:: Problem to work on ::
Please identify every line of the records that contains the word "straw" and copy each such line. Matching is case-sensitive.

:: Task inputs ::
## BEGIN

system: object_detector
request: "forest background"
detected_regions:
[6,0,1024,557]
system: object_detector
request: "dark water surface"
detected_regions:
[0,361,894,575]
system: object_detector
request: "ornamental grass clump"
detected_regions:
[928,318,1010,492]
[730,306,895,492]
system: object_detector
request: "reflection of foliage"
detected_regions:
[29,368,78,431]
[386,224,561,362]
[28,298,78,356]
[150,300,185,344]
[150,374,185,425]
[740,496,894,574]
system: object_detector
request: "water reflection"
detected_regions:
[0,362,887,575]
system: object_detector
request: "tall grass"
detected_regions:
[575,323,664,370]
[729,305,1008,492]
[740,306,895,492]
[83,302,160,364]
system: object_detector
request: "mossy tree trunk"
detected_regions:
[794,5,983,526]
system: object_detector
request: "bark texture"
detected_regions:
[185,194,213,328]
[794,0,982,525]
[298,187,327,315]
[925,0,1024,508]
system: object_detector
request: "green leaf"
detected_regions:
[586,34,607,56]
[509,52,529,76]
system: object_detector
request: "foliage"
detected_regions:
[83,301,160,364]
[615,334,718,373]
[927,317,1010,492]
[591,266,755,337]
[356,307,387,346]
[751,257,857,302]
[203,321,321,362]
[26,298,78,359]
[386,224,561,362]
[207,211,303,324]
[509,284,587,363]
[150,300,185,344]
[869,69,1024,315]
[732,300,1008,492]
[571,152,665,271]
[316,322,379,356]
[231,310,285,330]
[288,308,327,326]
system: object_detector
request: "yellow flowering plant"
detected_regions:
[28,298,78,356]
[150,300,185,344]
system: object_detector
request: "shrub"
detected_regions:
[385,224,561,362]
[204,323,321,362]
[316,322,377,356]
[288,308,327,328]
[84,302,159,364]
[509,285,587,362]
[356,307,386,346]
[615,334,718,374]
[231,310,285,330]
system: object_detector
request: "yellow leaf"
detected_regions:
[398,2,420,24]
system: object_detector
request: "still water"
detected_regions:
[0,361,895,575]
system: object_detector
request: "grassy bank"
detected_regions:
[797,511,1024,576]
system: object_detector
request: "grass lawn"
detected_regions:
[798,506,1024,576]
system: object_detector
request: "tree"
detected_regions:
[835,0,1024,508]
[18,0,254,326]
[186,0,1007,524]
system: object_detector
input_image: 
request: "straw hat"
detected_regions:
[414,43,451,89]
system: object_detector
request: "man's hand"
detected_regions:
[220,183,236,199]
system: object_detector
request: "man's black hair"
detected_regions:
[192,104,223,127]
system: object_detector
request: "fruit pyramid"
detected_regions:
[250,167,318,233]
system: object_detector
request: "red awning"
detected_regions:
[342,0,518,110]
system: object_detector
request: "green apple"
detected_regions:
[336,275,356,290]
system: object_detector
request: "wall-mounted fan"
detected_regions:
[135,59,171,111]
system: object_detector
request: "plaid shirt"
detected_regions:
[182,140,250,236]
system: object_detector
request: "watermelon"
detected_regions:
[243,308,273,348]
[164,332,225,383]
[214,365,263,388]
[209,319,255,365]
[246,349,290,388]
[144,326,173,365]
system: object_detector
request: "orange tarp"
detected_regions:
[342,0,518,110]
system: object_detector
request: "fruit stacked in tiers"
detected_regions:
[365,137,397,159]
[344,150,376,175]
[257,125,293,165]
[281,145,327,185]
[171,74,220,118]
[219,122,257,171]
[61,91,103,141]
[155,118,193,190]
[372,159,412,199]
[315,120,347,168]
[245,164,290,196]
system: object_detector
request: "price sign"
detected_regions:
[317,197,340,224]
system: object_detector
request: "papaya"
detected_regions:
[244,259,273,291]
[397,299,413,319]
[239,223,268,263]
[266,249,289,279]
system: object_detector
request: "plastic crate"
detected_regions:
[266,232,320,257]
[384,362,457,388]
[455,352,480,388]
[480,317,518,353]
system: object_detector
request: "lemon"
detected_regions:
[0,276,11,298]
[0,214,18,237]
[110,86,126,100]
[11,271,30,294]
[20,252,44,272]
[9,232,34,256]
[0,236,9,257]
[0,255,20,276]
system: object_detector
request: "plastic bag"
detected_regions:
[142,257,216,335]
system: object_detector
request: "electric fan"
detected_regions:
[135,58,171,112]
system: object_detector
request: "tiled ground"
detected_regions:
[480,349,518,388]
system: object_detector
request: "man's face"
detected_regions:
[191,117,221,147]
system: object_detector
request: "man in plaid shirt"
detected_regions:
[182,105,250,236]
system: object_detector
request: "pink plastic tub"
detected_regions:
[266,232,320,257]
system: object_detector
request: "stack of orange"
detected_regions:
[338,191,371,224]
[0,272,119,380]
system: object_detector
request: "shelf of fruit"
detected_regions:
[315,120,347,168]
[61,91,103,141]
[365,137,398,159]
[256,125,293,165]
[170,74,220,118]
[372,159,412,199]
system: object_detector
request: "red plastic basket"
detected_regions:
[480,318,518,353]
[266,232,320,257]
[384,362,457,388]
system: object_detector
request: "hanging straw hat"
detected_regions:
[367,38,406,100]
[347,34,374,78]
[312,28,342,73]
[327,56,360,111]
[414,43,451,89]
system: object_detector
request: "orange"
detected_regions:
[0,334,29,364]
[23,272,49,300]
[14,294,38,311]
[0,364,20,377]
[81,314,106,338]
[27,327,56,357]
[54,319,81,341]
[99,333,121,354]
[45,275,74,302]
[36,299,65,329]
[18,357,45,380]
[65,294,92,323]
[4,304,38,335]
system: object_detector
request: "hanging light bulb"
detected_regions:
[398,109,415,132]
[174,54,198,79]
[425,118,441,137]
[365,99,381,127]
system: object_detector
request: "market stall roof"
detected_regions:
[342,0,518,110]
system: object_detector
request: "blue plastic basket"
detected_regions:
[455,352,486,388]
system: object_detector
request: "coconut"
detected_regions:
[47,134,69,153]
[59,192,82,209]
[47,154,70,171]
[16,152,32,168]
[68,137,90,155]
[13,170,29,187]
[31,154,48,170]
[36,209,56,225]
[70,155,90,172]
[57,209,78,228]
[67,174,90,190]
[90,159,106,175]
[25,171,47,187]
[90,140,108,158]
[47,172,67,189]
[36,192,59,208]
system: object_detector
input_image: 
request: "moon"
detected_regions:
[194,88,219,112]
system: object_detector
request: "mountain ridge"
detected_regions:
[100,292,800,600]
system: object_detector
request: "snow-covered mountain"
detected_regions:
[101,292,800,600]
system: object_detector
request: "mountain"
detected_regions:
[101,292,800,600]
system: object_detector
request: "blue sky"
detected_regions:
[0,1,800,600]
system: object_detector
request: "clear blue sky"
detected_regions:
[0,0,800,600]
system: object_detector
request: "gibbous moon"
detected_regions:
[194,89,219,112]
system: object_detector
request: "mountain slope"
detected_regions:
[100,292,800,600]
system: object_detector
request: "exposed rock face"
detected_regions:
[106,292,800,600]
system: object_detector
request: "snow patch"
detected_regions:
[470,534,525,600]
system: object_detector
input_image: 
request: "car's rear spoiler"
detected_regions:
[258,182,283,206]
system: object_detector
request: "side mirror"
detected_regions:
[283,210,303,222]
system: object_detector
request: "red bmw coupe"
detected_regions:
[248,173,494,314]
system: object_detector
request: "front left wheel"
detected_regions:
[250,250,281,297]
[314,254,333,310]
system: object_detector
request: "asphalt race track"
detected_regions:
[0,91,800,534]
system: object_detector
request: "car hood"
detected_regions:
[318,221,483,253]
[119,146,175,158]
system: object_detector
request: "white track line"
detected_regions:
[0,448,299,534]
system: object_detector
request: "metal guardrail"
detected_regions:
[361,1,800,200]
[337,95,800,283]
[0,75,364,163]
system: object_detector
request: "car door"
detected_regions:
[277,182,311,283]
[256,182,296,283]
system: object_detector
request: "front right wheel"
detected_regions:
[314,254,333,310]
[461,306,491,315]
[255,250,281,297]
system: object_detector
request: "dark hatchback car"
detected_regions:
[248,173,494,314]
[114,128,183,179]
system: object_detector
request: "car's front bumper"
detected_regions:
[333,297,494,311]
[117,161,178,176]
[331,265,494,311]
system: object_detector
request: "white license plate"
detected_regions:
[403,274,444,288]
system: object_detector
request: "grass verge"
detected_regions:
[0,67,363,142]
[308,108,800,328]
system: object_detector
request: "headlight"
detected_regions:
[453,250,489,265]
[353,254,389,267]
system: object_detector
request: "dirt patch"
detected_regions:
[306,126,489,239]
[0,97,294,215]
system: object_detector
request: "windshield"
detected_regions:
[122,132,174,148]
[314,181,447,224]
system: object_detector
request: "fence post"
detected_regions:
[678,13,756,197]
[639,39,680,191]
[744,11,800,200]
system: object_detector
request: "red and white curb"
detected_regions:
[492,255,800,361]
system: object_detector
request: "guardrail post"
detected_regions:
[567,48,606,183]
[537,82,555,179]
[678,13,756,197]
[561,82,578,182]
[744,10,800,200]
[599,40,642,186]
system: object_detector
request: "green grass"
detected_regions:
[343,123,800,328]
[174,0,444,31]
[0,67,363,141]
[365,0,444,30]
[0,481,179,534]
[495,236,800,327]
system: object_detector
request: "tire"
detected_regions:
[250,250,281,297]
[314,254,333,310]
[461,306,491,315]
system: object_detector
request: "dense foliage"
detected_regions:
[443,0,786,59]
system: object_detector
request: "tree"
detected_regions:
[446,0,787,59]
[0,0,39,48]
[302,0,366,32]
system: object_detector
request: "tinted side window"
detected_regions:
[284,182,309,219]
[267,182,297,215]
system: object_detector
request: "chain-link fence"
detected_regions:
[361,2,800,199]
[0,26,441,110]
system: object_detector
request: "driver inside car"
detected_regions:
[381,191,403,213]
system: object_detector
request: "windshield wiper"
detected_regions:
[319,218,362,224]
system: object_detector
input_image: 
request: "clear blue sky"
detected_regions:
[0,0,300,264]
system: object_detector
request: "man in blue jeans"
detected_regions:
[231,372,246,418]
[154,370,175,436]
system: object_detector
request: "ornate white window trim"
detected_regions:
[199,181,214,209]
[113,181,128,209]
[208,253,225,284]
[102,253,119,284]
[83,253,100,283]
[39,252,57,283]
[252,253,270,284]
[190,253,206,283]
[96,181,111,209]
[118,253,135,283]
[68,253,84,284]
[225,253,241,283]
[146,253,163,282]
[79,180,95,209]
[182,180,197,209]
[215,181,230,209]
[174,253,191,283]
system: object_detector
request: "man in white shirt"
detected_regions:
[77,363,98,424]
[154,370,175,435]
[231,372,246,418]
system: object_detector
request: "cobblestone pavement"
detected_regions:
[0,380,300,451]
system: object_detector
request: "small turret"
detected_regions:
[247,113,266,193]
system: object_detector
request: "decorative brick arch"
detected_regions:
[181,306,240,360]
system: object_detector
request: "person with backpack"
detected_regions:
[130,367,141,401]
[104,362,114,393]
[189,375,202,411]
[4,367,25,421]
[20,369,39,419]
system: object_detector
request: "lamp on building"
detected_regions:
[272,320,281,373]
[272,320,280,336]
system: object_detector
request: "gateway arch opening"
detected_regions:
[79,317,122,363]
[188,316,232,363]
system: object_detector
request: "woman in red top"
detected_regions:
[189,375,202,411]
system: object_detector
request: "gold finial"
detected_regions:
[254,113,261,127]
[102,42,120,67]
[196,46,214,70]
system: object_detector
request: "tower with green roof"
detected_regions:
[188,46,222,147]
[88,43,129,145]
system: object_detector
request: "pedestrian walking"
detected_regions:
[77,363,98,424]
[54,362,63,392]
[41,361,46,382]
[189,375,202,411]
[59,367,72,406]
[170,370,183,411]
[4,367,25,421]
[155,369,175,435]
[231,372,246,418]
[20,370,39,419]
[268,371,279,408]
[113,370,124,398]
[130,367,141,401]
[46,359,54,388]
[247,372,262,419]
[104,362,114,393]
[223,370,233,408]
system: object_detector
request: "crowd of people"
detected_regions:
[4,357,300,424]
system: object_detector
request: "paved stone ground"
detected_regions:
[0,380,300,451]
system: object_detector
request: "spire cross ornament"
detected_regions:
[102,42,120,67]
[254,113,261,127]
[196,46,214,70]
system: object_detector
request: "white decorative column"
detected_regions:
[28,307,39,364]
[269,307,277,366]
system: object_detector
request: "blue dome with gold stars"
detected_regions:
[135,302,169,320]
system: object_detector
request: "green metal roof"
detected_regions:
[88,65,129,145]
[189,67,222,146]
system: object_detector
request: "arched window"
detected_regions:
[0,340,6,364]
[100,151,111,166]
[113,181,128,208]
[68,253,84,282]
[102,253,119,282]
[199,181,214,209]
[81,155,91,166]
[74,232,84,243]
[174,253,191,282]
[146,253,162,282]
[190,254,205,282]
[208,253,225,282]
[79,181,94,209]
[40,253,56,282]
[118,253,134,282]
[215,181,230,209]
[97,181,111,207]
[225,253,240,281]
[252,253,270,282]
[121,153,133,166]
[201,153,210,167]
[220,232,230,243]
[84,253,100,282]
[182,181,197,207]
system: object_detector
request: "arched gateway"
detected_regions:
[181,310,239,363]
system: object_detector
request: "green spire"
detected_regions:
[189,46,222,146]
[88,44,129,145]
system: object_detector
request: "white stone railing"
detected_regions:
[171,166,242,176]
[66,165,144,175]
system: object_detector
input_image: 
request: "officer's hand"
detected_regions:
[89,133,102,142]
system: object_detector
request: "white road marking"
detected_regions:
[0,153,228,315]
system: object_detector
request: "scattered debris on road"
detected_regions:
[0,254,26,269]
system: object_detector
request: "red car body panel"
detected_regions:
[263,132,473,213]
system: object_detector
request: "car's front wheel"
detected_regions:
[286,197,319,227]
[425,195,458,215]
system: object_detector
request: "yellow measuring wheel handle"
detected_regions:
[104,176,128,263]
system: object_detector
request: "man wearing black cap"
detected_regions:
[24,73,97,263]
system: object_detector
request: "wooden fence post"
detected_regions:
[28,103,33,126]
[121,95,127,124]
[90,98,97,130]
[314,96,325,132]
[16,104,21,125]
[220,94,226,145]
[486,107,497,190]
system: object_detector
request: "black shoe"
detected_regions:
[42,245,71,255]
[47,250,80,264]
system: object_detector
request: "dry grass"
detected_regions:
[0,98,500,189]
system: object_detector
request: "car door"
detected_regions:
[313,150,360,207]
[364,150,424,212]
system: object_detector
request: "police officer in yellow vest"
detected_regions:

## END

:: Exercise response ::
request: "straw hat"
request: "hanging straw hat"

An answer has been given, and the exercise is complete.